*How to complete this task*
Look through the entries for the string "bicycle" and copy every line where it shows up.

══════════

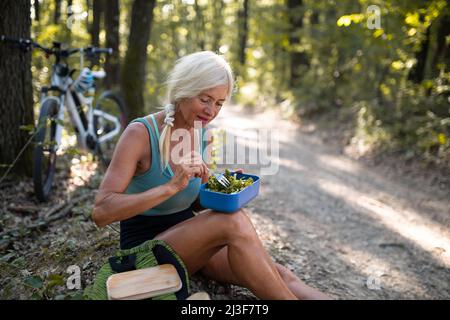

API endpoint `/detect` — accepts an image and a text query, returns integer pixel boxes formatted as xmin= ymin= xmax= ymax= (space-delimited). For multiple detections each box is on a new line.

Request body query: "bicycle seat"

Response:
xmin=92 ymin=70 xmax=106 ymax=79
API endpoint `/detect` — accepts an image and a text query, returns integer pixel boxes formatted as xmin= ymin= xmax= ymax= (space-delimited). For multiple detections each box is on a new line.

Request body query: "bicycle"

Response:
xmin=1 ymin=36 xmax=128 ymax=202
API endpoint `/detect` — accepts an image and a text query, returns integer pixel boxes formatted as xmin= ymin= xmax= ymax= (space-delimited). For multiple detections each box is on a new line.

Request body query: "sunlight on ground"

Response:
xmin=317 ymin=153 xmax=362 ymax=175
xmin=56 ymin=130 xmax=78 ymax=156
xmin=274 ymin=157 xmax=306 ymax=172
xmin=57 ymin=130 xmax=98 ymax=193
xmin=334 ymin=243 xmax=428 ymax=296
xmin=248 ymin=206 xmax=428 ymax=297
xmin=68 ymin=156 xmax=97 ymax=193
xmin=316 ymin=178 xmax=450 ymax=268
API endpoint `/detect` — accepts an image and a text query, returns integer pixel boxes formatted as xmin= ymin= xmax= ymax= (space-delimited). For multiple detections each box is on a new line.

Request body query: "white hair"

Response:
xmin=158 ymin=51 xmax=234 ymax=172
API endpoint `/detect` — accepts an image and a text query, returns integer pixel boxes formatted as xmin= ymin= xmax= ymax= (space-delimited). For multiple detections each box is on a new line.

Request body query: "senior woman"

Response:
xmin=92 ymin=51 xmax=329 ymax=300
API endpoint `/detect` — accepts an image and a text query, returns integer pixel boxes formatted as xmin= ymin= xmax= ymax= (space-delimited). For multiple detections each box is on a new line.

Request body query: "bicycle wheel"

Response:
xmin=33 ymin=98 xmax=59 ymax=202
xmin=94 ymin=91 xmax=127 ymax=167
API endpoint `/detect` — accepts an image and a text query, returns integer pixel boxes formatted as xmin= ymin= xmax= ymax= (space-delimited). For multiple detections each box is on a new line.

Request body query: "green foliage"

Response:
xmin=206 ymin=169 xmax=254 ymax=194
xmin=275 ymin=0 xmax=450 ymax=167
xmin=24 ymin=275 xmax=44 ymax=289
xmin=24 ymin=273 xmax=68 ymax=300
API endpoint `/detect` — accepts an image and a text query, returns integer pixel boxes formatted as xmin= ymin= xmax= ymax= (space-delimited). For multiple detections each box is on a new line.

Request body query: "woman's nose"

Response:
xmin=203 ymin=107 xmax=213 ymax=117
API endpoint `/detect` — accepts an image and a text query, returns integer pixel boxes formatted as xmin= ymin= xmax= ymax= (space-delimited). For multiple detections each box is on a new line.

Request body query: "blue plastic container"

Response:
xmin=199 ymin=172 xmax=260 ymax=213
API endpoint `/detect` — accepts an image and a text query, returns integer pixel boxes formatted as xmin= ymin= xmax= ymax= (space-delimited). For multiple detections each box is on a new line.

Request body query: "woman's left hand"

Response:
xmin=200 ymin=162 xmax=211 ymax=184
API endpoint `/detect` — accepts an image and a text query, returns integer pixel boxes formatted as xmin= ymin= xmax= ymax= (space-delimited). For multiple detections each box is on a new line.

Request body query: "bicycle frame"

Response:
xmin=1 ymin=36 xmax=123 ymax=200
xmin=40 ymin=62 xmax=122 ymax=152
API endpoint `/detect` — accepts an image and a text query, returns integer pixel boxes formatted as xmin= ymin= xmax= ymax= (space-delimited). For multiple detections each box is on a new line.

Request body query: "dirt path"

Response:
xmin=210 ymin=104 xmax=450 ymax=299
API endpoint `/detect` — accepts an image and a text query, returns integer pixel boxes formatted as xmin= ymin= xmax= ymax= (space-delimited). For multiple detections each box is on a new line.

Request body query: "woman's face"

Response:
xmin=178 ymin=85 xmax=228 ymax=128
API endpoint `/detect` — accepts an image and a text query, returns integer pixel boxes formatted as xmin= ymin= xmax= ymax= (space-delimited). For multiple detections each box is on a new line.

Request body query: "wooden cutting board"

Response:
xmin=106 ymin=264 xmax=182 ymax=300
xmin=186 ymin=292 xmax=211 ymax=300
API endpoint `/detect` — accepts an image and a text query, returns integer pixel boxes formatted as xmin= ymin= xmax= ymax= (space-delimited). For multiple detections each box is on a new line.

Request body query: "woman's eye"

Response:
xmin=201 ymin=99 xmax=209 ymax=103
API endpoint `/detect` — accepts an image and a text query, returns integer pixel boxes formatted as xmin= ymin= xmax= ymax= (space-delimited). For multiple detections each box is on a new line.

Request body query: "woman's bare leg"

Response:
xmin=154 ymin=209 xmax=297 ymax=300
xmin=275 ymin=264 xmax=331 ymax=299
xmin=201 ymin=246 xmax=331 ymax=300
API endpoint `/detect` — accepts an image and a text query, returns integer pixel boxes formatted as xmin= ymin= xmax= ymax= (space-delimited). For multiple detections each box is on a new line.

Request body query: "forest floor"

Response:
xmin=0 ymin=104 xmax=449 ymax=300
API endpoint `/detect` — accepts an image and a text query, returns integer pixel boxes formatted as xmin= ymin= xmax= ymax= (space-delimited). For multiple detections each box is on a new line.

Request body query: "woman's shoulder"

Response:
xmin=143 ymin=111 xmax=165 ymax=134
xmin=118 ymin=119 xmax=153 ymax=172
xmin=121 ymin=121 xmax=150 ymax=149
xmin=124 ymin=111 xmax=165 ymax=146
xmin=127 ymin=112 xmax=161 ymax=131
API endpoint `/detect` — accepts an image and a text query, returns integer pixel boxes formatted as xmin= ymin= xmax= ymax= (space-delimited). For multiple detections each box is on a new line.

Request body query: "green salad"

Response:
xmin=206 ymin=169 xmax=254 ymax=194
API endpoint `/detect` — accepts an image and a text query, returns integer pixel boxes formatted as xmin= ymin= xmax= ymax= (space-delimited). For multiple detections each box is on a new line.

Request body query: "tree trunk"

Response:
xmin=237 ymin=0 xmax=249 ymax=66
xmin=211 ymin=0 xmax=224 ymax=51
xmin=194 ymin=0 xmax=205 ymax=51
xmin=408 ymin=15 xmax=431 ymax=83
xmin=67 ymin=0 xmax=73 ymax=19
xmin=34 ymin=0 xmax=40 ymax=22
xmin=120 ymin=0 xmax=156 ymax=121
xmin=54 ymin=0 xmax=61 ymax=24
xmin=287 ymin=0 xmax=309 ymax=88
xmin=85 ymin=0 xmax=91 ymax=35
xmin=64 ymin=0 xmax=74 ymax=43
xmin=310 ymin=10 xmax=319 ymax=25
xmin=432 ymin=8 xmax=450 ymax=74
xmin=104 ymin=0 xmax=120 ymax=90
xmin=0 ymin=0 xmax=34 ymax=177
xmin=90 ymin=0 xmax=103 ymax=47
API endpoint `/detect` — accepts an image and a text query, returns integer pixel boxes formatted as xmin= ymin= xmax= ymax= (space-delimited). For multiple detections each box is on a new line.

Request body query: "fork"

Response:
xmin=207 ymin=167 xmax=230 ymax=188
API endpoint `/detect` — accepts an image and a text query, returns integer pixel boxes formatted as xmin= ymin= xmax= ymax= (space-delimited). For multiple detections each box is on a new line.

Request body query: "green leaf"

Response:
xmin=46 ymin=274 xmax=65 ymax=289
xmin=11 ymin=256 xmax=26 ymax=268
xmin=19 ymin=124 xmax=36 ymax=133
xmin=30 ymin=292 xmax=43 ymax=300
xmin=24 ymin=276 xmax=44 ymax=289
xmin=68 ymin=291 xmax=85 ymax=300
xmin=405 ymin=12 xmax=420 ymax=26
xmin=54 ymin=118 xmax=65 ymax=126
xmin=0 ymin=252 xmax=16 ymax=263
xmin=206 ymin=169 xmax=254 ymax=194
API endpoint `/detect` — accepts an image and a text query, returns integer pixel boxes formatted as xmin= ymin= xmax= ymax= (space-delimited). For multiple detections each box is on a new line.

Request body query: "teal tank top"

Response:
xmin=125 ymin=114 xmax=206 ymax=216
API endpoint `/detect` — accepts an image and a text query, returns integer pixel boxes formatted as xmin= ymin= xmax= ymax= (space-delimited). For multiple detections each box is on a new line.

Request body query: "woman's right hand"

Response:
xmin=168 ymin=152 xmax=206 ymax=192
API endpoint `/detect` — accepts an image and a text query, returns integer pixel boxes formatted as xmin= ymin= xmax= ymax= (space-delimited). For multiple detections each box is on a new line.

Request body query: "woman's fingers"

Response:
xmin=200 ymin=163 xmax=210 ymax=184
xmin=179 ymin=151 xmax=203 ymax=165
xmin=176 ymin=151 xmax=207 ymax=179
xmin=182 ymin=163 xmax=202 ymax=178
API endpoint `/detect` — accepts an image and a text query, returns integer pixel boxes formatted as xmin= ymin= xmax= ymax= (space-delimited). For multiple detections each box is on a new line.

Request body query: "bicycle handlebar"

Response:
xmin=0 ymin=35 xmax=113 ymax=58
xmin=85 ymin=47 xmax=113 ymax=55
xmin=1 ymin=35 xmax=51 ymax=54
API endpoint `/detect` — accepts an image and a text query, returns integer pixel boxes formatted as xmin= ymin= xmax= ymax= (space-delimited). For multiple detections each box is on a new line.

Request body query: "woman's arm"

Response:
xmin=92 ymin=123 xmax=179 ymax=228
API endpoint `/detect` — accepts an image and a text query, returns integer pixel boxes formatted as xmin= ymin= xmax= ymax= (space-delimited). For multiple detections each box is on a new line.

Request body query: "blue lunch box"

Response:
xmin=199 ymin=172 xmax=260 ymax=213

══════════

*Final answer*
Request body query: "bicycle seat"
Request body query: "bicycle"
Request body query: "bicycle wheel"
Request body query: "bicycle frame"
Request body query: "bicycle handlebar"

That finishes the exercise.